## [Written instruction]
Format the lines below as a JSON list of strings, one string per line, leaving out any blank lines.

----------

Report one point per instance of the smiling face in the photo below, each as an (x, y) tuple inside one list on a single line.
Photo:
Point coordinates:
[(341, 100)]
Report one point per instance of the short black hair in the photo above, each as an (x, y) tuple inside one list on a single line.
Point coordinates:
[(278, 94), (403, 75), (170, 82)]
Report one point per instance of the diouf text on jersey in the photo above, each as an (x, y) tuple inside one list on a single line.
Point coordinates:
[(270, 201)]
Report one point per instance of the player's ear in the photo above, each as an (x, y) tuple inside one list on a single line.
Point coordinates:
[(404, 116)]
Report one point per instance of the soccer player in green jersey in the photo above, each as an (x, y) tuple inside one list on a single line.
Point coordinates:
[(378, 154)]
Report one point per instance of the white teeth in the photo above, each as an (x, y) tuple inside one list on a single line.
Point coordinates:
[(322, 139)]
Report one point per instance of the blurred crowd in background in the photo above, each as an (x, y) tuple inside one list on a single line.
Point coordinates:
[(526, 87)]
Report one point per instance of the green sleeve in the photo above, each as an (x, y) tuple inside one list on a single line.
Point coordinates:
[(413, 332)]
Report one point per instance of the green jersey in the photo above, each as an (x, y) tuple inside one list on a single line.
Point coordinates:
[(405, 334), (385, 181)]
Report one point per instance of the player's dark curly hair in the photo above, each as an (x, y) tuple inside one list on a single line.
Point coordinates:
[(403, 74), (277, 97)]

----------

## [Completed task]
[
  "Report one point per instance of the smiling face in the photo below, each as an (x, y) tuple inside one list on a single line.",
  "Photo:",
  "Point coordinates:",
  "[(341, 100)]",
  "Report one point per instance of the short black hair in the photo above, each as an (x, y) tuple inside one list on a single line.",
  "Point coordinates:",
  "[(278, 94), (403, 75), (170, 82)]",
  "Report one point per instance of the diouf text on jersey in the photo above, each as an (x, y) tuple inside one list on a single line.",
  "Point coordinates:",
  "[(270, 201)]",
  "Report one point per instance of the player's ear in the photo above, each as an (x, y) tuple inside one list on a single line.",
  "Point coordinates:",
  "[(404, 116)]",
  "Report one point per instance of the soccer player in green jersey in the photo above, each as an (x, y) tuple inside one list on a single line.",
  "Point coordinates:",
  "[(378, 154)]",
  "Report one point per instance of the white teeth in the photo above, each as an (x, y) tuple inside one list on a single line.",
  "Point coordinates:",
  "[(322, 139)]",
  "Report one point per instance of the blurred crowd in background in the photo above, each as an (x, y) tuple inside one list on a single line.",
  "Point coordinates:",
  "[(526, 87)]",
  "Report one point per instance of the green sleeve in the photo above, each as an (x, y) tuple inside one list on a single line.",
  "Point coordinates:",
  "[(413, 332)]",
  "Report one point per instance of the green jersey in the photo above, each as an (x, y) tuple inside one list on a single line.",
  "Point coordinates:",
  "[(405, 334), (385, 181)]",
  "Report one point per instance of the player's dark curly hair in the photo above, each as an (x, y) tuple inside one list on a single line.",
  "Point coordinates:",
  "[(403, 74), (277, 97)]"
]